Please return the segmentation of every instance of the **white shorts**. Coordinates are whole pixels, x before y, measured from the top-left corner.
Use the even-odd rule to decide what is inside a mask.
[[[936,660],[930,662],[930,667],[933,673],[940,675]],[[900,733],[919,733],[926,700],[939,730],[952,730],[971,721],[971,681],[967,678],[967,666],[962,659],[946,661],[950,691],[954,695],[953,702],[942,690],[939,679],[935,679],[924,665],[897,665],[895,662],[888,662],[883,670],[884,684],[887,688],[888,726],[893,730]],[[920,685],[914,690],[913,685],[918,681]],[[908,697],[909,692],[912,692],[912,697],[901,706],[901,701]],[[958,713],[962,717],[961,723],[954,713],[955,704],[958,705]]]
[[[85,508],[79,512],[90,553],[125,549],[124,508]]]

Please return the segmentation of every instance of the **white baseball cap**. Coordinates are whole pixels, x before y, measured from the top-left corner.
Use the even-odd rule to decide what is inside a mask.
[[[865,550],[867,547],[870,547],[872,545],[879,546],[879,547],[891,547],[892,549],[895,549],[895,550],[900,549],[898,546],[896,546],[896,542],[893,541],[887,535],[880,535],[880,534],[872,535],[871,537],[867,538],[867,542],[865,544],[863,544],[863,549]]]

· · · · · · ·

Across the entries above, work out how many lines hold "segmentation". The answer is that number alone.

2